• Passage to read:
[START]

Mark, CompassandFork says
Now this is my sort of meal. I love these rustic dishes. Just honest in style and good and filling.
jodiemo says
Thanks Mark!
Nothing like some good home cooking to keep us going!
Ashley @ Big Flavors from a Tiny Kitchen says
TOTAL comfort food! This looks awesome!
jodiemo says
Hi Ashley! It totally is. A little hot sauce and its practically heaven!
Joan says
Ham and beans. Nothing like a simple, wonderful combination. I just had 2 bowls. The flavor of the thyme really took this over the edge. Delicious, just delicious.
jodiemo says
Hi Joan! I’m so glad you gave this recipe a try and thank you for the 5 star review!
Brooke says
If using bacon, should it be cooked first or let it cook with the other ingredients in the pot?
jodiemo says
I would brown it in the pot before adding the beans and water in. It doesn’t have to be crisp, but rendering some of the fat out will be good for flavor.

[END]

• Items:
[START]

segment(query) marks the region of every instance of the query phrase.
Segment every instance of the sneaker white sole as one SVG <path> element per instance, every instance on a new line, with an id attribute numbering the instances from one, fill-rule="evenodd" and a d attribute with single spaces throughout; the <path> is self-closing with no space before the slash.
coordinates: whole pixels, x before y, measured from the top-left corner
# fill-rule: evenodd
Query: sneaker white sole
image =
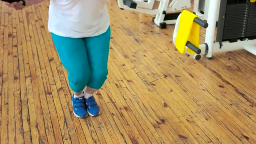
<path id="1" fill-rule="evenodd" d="M 92 116 L 92 117 L 96 117 L 96 116 L 97 116 L 98 115 L 99 115 L 99 114 L 101 114 L 101 110 L 99 110 L 99 114 L 98 114 L 97 115 L 92 115 L 91 113 L 90 113 L 89 112 L 89 111 L 88 110 L 87 110 L 87 113 L 89 114 L 89 115 L 90 115 L 90 116 Z"/>

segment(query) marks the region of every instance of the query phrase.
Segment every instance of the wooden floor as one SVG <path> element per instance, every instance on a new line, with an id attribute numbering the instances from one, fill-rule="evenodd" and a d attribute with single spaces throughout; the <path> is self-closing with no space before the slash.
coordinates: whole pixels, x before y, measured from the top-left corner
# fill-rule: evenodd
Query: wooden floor
<path id="1" fill-rule="evenodd" d="M 173 26 L 160 29 L 113 0 L 109 74 L 95 95 L 101 113 L 75 117 L 48 4 L 17 12 L 0 3 L 1 144 L 256 144 L 256 56 L 187 58 Z"/>

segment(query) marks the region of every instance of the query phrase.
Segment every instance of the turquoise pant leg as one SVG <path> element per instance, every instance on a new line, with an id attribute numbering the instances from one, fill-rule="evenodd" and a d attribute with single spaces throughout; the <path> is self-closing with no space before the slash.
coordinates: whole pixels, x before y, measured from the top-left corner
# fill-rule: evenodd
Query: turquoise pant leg
<path id="1" fill-rule="evenodd" d="M 69 87 L 75 92 L 83 91 L 91 74 L 83 39 L 51 35 L 62 64 L 68 72 Z"/>
<path id="2" fill-rule="evenodd" d="M 109 27 L 101 35 L 84 38 L 91 71 L 91 78 L 87 85 L 89 88 L 100 88 L 107 78 L 110 36 Z"/>
<path id="3" fill-rule="evenodd" d="M 72 38 L 52 33 L 61 61 L 68 72 L 69 83 L 75 92 L 85 86 L 102 86 L 108 74 L 110 29 L 96 37 Z"/>

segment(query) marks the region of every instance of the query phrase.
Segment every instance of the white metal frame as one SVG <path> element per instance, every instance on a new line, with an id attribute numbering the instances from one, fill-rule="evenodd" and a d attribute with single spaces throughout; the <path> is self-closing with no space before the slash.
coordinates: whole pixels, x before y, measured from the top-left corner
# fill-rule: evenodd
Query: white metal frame
<path id="1" fill-rule="evenodd" d="M 119 8 L 136 12 L 150 14 L 155 15 L 156 17 L 154 22 L 157 26 L 160 24 L 165 22 L 166 24 L 175 24 L 176 20 L 164 21 L 165 14 L 163 13 L 165 11 L 166 13 L 173 13 L 175 11 L 182 10 L 191 7 L 190 0 L 172 0 L 170 5 L 170 0 L 148 0 L 144 2 L 143 0 L 133 0 L 137 3 L 136 9 L 131 8 L 123 4 L 123 0 L 117 0 Z M 155 1 L 160 2 L 157 9 L 153 9 Z"/>
<path id="2" fill-rule="evenodd" d="M 230 51 L 237 51 L 244 49 L 251 53 L 256 55 L 256 40 L 248 40 L 246 39 L 245 40 L 241 41 L 238 40 L 236 42 L 229 43 L 229 41 L 224 41 L 221 43 L 221 48 L 220 43 L 214 42 L 216 23 L 217 20 L 217 16 L 219 15 L 221 0 L 208 0 L 209 5 L 211 5 L 211 11 L 208 11 L 207 16 L 207 22 L 208 27 L 206 29 L 205 34 L 205 44 L 200 45 L 199 48 L 201 50 L 200 55 L 205 55 L 209 58 L 212 57 L 214 53 L 225 52 Z M 207 8 L 209 9 L 210 7 Z M 175 44 L 175 40 L 177 32 L 179 29 L 179 19 L 180 15 L 178 17 L 173 35 L 173 40 Z M 208 46 L 208 50 L 206 50 L 206 46 Z M 192 56 L 195 58 L 197 54 L 189 53 L 187 50 L 186 48 L 185 53 Z"/>

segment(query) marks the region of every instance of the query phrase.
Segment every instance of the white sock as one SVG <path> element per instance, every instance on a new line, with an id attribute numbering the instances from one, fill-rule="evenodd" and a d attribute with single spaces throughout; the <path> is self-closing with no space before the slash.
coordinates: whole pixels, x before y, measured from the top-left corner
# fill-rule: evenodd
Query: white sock
<path id="1" fill-rule="evenodd" d="M 79 95 L 77 95 L 75 94 L 74 94 L 74 97 L 75 98 L 79 98 L 82 97 L 83 96 L 83 93 L 81 93 L 81 94 L 80 94 Z"/>
<path id="2" fill-rule="evenodd" d="M 85 94 L 83 95 L 83 96 L 85 99 L 87 99 L 89 98 L 89 97 L 92 96 L 93 95 L 93 94 L 89 94 L 89 93 L 85 92 Z"/>

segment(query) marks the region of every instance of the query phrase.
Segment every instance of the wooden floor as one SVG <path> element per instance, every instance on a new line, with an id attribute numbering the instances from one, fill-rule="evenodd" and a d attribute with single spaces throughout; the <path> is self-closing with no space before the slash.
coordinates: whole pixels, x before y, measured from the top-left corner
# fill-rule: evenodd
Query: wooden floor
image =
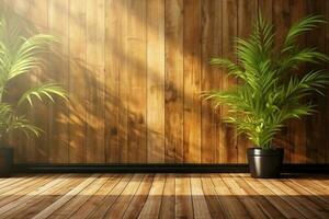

[END]

• What to do:
• A. In the comment thread on the ham and beans recipe, what herb does Joan say took the dish over the edge?
• B. Write the next part of the ham and beans comment thread, picking up after jodiemo's reply about the bacon.
The records aren't needed for this.

• Results for the exercise:
• A. Thyme.

• B.
Peg Arnett says
Love to make ham and pinto beans after Thanksgiving and use left over ham..numm.. I’ve never added thyme but its delish. Thank you
Jodi Goetsch says
Looks delicious. I’m planning to make this recipe this week with leftover Easter ham bone. How many fresh thyme sprigs? If I had to use dried thyme, how much would you say? Do you have a favorite recipe for corn bread? I’m partial to adding jalapenos.
jodiemo says
Two or three sprigs will be fine. If you’ve only got dried, probably about a teaspoon.
I’m pretty basic when it comes to cornbread and, honestly, I usually just use the Martha White Buttermilk mix and call it a day. Throw some jalapeños in there if you wanna.
Mack says
Ever since finding this one, We have never looked back.!!!!! LOVE LOVE LOVE. . .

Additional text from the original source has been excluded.